**PROBLEM TO WORK ON:** All lines holding the word "window" in the listing below need to be copied.

**ENTRIES SHOWN:**

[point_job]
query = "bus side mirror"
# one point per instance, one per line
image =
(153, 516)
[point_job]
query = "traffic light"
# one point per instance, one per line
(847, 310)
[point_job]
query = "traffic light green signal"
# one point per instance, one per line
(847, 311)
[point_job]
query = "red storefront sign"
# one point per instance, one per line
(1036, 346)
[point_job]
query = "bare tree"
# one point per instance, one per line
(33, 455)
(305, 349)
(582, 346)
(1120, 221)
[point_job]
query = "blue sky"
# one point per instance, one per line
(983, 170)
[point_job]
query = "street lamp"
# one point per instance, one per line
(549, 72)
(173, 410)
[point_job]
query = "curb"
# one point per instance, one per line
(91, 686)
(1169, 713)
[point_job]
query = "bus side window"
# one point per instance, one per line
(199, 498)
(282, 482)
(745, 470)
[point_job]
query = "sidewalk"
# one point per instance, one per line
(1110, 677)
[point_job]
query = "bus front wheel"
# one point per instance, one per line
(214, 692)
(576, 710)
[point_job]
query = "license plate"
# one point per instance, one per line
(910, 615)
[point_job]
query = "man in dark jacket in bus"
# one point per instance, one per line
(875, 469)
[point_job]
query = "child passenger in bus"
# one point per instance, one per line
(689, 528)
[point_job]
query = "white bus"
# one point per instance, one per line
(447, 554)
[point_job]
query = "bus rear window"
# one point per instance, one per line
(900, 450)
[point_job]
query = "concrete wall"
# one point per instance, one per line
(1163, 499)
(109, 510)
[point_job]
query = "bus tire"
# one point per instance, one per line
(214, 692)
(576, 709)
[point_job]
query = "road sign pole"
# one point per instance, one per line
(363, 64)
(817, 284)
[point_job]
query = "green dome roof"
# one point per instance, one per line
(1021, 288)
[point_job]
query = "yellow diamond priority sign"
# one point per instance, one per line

**RESPONSE TO THIS TASK:**
query = "bus side window"
query = "bus rear window"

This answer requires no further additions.